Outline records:
========

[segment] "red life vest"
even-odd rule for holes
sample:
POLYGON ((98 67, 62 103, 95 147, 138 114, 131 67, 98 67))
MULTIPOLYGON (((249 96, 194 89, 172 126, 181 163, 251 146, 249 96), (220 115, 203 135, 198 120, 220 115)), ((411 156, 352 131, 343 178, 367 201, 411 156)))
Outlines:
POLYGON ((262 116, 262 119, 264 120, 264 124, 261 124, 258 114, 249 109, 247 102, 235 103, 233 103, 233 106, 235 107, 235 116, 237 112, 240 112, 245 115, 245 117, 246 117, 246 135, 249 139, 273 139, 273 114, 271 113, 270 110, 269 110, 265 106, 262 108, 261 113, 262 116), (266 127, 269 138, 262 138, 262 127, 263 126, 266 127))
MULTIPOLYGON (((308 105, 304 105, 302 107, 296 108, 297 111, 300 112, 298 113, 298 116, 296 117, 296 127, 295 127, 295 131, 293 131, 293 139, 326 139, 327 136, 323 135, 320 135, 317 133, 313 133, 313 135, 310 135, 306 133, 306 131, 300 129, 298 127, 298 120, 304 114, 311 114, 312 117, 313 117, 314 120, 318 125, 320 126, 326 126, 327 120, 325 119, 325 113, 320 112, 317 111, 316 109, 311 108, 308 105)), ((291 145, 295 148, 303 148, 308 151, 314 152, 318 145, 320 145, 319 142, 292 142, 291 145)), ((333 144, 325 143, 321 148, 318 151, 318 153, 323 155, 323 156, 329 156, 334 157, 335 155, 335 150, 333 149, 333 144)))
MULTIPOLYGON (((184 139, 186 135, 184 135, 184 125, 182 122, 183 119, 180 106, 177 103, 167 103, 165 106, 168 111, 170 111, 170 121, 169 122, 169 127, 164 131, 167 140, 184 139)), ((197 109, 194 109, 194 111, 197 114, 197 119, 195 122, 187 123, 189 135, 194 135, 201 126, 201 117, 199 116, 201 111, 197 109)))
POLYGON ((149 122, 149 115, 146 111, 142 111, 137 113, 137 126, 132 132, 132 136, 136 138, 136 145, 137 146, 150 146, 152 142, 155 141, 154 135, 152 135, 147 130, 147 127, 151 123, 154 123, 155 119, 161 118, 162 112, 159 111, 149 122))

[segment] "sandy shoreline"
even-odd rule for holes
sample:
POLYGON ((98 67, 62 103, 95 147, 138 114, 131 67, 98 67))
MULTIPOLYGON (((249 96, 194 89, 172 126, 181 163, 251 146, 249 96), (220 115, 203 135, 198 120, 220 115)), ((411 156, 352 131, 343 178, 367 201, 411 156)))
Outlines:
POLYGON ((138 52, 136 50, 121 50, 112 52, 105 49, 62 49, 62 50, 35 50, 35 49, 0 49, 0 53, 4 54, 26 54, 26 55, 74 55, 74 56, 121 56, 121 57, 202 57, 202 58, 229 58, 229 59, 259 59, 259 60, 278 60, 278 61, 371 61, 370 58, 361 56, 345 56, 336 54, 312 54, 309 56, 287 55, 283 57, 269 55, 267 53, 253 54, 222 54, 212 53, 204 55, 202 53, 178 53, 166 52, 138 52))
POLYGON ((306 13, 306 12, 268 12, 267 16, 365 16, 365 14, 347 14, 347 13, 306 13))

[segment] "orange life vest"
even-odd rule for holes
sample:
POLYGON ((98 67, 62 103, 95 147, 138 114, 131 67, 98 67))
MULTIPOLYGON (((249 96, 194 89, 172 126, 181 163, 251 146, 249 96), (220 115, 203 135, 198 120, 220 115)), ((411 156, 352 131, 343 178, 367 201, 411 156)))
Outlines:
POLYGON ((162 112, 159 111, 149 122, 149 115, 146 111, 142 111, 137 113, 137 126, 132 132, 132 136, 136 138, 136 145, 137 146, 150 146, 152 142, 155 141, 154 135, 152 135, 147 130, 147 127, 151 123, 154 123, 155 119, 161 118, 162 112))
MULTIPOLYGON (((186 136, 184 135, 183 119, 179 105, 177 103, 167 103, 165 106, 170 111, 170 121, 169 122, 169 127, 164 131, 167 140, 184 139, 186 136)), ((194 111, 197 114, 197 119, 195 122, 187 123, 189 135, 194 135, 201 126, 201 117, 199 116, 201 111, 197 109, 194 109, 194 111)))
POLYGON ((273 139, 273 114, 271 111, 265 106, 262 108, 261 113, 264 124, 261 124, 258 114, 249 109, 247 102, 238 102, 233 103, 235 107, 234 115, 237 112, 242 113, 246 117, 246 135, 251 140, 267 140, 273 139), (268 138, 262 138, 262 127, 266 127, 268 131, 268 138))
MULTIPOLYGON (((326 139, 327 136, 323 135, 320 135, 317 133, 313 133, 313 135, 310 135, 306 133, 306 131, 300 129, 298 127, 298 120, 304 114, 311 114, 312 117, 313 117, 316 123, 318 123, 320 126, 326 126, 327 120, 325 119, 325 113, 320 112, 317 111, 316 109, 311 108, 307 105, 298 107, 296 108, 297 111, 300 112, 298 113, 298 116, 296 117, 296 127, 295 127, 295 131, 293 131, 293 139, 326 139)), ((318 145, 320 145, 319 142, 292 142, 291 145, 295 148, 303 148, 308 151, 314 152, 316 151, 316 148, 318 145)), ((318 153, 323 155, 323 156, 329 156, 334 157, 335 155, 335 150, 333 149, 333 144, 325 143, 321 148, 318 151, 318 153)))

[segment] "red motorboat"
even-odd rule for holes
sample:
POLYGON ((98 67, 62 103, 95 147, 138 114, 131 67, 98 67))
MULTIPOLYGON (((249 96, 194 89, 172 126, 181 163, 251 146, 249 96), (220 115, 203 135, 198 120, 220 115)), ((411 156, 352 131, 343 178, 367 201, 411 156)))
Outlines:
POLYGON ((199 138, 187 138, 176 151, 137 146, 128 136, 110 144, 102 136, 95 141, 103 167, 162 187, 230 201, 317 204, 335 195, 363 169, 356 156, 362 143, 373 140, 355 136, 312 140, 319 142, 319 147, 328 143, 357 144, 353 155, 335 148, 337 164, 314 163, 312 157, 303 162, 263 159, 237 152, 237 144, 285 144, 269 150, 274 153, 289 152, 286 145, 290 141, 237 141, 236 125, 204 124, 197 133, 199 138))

========

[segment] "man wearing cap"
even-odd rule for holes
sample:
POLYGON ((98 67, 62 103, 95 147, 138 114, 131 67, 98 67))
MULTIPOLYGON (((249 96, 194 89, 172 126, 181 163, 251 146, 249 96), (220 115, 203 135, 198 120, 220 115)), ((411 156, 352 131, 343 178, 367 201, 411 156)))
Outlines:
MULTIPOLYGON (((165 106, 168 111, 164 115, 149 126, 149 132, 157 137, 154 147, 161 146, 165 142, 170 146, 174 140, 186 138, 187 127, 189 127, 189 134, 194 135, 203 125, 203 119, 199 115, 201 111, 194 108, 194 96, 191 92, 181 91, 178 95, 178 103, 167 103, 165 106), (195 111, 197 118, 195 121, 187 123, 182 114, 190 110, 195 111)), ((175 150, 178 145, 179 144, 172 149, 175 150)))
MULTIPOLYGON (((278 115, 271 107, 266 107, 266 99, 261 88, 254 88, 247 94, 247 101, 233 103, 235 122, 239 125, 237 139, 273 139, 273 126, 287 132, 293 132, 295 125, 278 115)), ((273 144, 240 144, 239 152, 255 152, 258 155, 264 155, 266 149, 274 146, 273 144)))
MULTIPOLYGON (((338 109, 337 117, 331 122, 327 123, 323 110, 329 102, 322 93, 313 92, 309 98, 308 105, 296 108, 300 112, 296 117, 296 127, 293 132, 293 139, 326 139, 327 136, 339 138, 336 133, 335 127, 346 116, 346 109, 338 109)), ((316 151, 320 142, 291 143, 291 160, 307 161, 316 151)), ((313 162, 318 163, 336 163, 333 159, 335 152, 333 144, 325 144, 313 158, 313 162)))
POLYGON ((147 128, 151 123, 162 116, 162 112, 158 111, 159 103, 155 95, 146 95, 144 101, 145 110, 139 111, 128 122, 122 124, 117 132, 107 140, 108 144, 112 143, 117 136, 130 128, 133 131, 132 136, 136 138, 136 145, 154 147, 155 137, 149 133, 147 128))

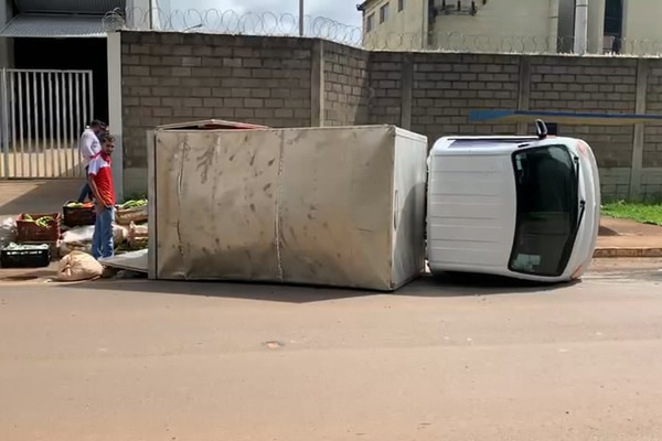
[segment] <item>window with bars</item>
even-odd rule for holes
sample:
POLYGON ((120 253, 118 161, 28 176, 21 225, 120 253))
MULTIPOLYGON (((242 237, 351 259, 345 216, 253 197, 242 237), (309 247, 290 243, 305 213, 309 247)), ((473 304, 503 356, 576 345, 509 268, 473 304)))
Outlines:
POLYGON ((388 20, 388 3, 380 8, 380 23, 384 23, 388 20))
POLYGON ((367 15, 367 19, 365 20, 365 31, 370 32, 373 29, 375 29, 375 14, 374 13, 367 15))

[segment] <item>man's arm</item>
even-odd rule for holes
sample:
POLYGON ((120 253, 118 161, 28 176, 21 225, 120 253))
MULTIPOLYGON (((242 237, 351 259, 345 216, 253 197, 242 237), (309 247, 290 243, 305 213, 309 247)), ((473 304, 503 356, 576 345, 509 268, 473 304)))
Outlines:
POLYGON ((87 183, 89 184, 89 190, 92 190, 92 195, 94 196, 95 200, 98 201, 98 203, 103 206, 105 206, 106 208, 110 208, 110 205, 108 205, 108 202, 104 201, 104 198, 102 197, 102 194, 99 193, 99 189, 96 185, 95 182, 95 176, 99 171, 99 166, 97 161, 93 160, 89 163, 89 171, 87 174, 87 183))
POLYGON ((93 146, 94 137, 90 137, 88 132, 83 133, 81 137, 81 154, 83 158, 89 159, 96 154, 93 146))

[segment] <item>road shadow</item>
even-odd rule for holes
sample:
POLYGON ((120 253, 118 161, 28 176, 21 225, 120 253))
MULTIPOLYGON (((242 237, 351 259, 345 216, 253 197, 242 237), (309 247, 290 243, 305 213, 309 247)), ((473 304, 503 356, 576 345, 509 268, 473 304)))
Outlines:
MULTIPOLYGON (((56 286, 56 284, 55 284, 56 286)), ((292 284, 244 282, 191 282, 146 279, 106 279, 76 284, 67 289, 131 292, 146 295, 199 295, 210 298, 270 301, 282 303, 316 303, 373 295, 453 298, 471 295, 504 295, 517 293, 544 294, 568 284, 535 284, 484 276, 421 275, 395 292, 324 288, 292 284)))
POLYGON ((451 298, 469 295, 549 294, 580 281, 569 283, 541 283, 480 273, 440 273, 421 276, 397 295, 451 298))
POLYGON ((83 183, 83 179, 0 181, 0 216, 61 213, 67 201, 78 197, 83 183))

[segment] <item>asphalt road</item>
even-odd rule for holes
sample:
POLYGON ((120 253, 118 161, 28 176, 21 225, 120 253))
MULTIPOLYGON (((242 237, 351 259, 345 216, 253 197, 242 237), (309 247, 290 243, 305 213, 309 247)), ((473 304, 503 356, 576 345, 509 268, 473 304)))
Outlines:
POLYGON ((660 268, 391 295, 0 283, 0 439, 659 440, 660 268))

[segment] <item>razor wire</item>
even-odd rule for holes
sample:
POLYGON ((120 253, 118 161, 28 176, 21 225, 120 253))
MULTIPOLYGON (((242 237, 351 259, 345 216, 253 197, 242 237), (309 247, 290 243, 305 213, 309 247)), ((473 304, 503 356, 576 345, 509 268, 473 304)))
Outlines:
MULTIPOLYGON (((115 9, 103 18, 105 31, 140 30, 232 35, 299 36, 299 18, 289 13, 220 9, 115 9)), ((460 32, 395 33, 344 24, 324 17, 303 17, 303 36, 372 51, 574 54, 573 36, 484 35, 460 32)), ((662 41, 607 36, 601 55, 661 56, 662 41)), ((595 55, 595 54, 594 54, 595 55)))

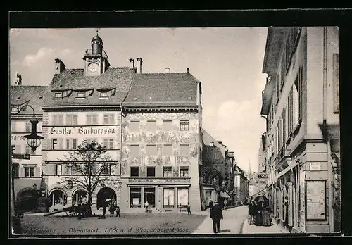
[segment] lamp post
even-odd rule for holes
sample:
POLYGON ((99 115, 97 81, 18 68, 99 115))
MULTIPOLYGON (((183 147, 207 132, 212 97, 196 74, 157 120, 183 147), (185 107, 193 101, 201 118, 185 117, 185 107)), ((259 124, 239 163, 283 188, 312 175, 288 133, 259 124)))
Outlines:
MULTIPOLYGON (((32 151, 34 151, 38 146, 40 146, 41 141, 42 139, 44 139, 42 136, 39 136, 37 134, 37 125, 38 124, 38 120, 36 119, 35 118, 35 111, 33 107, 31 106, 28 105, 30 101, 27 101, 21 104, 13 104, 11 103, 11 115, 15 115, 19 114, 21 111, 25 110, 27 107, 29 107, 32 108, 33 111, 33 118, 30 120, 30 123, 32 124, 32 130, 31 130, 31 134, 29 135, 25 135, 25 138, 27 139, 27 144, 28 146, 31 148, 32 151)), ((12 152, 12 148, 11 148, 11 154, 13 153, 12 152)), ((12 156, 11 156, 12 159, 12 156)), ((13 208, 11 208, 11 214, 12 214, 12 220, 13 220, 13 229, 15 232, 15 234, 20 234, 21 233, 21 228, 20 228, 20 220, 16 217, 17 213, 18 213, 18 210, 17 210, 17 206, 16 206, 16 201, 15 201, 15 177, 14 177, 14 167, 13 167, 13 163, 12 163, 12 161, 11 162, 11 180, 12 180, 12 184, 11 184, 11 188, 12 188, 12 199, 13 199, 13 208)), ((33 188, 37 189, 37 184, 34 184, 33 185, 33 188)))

========

_GIVEN TASK_
Rewrite the lines from the one containing "[segment] <item>asphalt road</item>" through the one containing "MULTIPOLYGON (((115 9, 103", inclusive, substituting "reference" for "sample" and leaving everything else unchanged.

_EXERCISE RESPONSE_
[segment] <item>asphalt road</item>
even-odd rule for holes
reference:
POLYGON ((120 253, 118 161, 28 176, 21 225, 120 253))
MULTIPOLYGON (((242 237, 351 259, 345 216, 253 197, 242 237), (309 247, 290 243, 305 213, 309 247)), ((473 304, 503 356, 576 345, 509 268, 473 304)))
Outlines:
POLYGON ((660 268, 391 295, 0 283, 0 439, 659 440, 660 268))

[segment] <item>razor wire</item>
even-odd rule for holes
reference:
POLYGON ((120 253, 118 161, 28 176, 21 225, 120 253))
MULTIPOLYGON (((242 237, 351 259, 345 216, 253 197, 242 237), (309 247, 290 243, 305 213, 309 247)), ((473 304, 503 356, 576 345, 509 268, 473 304)))
Outlines:
MULTIPOLYGON (((115 9, 103 18, 105 31, 140 30, 232 35, 299 36, 299 18, 289 13, 220 9, 115 9)), ((460 32, 395 33, 344 24, 324 17, 303 17, 303 36, 372 51, 574 54, 573 36, 484 35, 460 32)), ((662 41, 607 36, 601 55, 661 56, 662 41)), ((595 55, 595 54, 594 54, 595 55)))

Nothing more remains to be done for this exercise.